━━━━━ Text to read
Re: [Numpy-discussion] How to implement a 'pivot table?'

31 Jul 2007

      Generating these types of summary statistics is very common in SAS. In
SAS you would set up a sequence of procedures. First sort by the
variables of interest and then calculate the metrics of interest by
the combination of values. In numpy/scipy this might be something
like:

1. Sort by date and region
2. Determine 1st and last index of the blocks
3. Calculate mean,sum, etc. for each of the blocks.

Based on the earlier arguments I am wondering, however, if this would
provide any speed up. I am very interested in this issue so if you
implement some general procedures and perhaps speed tests please share
them with the list.

Best,

Vincent

On Jul 31, 10:00 am, "Geoffrey Zhu"  wrote:
...
Hi Timothy,
On 7/31/07, Timothy Hochberg  wrote:
...
[SNIP]
...
...
The 'brute-force' way is basically what you suggested -- looping
through all the records and building a two-way hash-table of the data.
...
━━━━━━━━━━
━━━━━ Dataset extract
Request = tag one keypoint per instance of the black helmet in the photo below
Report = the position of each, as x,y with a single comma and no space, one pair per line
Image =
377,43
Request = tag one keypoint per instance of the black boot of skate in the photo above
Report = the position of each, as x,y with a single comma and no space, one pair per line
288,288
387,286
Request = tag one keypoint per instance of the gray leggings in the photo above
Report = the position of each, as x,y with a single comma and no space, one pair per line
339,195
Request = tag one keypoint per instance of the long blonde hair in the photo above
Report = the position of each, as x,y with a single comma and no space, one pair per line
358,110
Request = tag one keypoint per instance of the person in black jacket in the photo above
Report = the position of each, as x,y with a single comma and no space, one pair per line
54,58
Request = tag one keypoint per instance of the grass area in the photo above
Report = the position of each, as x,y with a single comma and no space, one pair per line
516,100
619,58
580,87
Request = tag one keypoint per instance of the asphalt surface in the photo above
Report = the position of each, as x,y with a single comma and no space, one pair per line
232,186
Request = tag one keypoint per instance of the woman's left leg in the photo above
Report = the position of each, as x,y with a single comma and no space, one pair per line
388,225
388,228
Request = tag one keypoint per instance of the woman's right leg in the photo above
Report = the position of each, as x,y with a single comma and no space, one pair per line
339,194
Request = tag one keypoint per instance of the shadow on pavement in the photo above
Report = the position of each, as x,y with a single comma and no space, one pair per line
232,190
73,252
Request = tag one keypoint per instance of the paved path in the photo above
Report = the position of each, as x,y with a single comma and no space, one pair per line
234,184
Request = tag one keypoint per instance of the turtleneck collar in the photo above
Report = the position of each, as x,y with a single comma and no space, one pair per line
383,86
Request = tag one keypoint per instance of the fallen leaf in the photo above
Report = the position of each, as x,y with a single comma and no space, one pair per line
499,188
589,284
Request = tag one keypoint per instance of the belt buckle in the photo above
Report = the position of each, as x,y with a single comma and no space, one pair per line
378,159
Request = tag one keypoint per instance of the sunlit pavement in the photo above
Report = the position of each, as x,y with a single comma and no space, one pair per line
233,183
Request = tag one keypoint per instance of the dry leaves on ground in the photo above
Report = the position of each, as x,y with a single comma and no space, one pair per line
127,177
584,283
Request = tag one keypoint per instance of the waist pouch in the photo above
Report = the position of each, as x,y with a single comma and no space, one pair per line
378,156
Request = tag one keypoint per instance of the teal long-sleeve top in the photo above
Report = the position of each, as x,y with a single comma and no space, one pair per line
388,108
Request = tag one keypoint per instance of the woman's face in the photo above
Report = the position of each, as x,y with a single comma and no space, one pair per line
━━━━━━━━━━
━━━━━ Dataset extract
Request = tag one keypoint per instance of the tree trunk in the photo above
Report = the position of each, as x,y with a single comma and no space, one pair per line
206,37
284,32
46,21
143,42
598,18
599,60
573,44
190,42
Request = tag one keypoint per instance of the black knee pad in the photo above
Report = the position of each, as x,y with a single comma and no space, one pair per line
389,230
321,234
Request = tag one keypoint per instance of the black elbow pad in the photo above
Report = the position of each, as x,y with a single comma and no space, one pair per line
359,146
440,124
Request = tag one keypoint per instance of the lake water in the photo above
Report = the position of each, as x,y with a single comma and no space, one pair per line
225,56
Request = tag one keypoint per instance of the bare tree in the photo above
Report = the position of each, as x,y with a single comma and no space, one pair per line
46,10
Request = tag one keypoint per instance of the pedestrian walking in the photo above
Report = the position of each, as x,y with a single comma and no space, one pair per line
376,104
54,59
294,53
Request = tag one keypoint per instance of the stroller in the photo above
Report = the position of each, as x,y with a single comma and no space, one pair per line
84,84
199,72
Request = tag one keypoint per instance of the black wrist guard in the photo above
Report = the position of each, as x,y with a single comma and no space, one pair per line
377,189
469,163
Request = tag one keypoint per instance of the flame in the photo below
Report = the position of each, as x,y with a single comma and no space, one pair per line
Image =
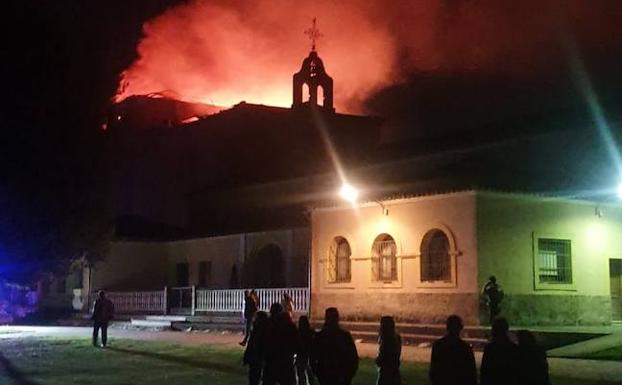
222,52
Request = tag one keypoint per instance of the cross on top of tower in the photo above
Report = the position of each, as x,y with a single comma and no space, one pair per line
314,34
━━━━━━━━━━
Short task 1: From the forum thread about pivot tables in numpy, reproduce the part that opens with the words containing "31 Jul 2007" and closes with "of the blocks.".
Short task 2: Restate more briefly the paragraph of the pivot table thread that begins "Based on the earlier arguments", keeping its main points.
Short task 3: Carry on writing the numpy pivot table thread from its final sentence.

Written reply 1:
31 Jul 2007

      Generating these types of summary statistics is very common in SAS. In
SAS you would set up a sequence of procedures. First sort by the
variables of interest and then calculate the metrics of interest by
the combination of values. In numpy/scipy this might be something
like:

1. Sort by date and region
2. Determine 1st and last index of the blocks
3. Calculate mean,sum, etc. for each of the blocks.

Written reply 2: Given the earlier arguments, the writer doubts this approach would be any faster. The writer is keen on the topic and asks that any general procedures or speed tests be shared with the list.

Written reply 3:
...
The problem of the brute-force' approach is that it is not taking
advantage of facilities of numpy and can be slow in speed. If only
there is some built-in mechanism in numpy to handle this.
...
I'm curious; have you tried this and found it slow, or is this a hunch based
on the reputed slowness of Python? Algorithmically, you can't do much
better: the dictionary and set operations are O(1), so the whole operation
is O(N), and you won't do any better than that, order wise. What your left
with is trying to reduce constant factors.
I agree that algorithmically you can't do much better. It is basically
a C vs Python thing. One advantage of numpy is that you can do
vectorized operations at the speed of C. With this algorithm, we have
to process the data element by element and the speed advantage of
numpy is lost. Since data has to be stored in python sets and maps, I
imagine the storage advantage is also lost.
I was in fact looking for some implemention of this algorithm in numpy
(and so C) that does exactly this, or some implementation of this
algorithm that can leverage the fast numpy routines to do this.
I haven't tried it with the real data load yet. I know the number of
records will be huge and it is just a hunch that it will be slow.
...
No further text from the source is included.